==== Supplied information ====

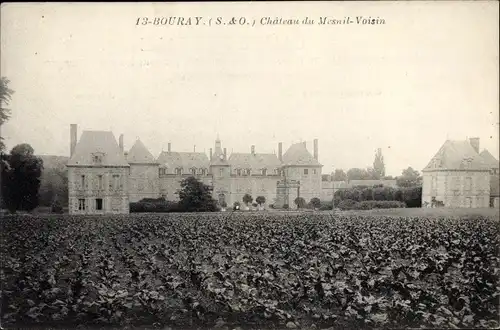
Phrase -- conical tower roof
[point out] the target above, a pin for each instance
(139, 154)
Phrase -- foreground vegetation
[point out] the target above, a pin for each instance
(260, 270)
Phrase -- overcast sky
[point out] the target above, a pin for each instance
(430, 73)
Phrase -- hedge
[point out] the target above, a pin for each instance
(350, 204)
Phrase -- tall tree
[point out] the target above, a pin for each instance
(339, 175)
(5, 97)
(21, 171)
(409, 178)
(195, 196)
(378, 164)
(300, 202)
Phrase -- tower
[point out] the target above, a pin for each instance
(221, 174)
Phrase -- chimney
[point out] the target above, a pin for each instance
(474, 142)
(121, 142)
(316, 149)
(73, 137)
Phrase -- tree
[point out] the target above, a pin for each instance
(21, 171)
(5, 97)
(315, 202)
(300, 202)
(260, 200)
(409, 178)
(378, 164)
(339, 175)
(247, 199)
(195, 196)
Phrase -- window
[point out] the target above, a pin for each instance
(116, 182)
(99, 182)
(98, 204)
(81, 205)
(468, 183)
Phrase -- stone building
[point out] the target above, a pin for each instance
(144, 176)
(493, 165)
(97, 174)
(103, 178)
(457, 176)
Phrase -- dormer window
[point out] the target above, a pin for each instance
(97, 158)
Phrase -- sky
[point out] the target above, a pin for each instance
(430, 73)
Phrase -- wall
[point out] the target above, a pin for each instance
(144, 182)
(255, 185)
(310, 184)
(115, 199)
(452, 188)
(170, 184)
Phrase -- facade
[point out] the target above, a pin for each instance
(97, 174)
(103, 178)
(493, 165)
(458, 176)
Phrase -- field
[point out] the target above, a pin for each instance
(254, 270)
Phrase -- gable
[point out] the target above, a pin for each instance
(139, 154)
(456, 155)
(298, 155)
(97, 148)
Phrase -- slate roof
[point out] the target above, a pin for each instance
(54, 162)
(254, 162)
(139, 154)
(298, 155)
(456, 155)
(184, 160)
(489, 159)
(92, 142)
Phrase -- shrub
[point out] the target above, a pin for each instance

====

_Activity_: Please write out, exactly as they appear, the line that contains "Phrase -- sky" and every line after it up to the end of the entries above, and no others.

_Written solution_:
Phrase -- sky
[point out] the target above, a pin for each instance
(430, 73)
Phrase -- wall
[point out] the target above, a pin for each instance
(144, 182)
(255, 185)
(310, 184)
(115, 199)
(452, 188)
(170, 184)
Phrase -- facade
[point out] the target above, a pin for each instance
(97, 174)
(103, 178)
(493, 165)
(458, 176)
Phrase -- field
[point out] the target above, a pin for each instance
(254, 270)
Phrase -- gable
[point out] the target above, a pin for each instance
(139, 154)
(456, 155)
(298, 155)
(97, 148)
Phrase -- slate roof
[point out] the target above, a pin for each instance
(54, 162)
(254, 162)
(139, 154)
(298, 155)
(456, 155)
(184, 160)
(489, 159)
(92, 142)
Phrase -- shrub
[point out] the target above, a pin for each instance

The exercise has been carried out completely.